Entries shown:
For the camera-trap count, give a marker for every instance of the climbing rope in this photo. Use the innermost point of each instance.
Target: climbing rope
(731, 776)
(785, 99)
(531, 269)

Exercise goal: Once you have read the listing, retype it in full, word for word.

Answer to the exercise:
For the camera-trap count, give a marker for every instance of the climbing rope in this photo. Use the innermost point of each instance.
Target: climbing rope
(731, 776)
(785, 99)
(531, 269)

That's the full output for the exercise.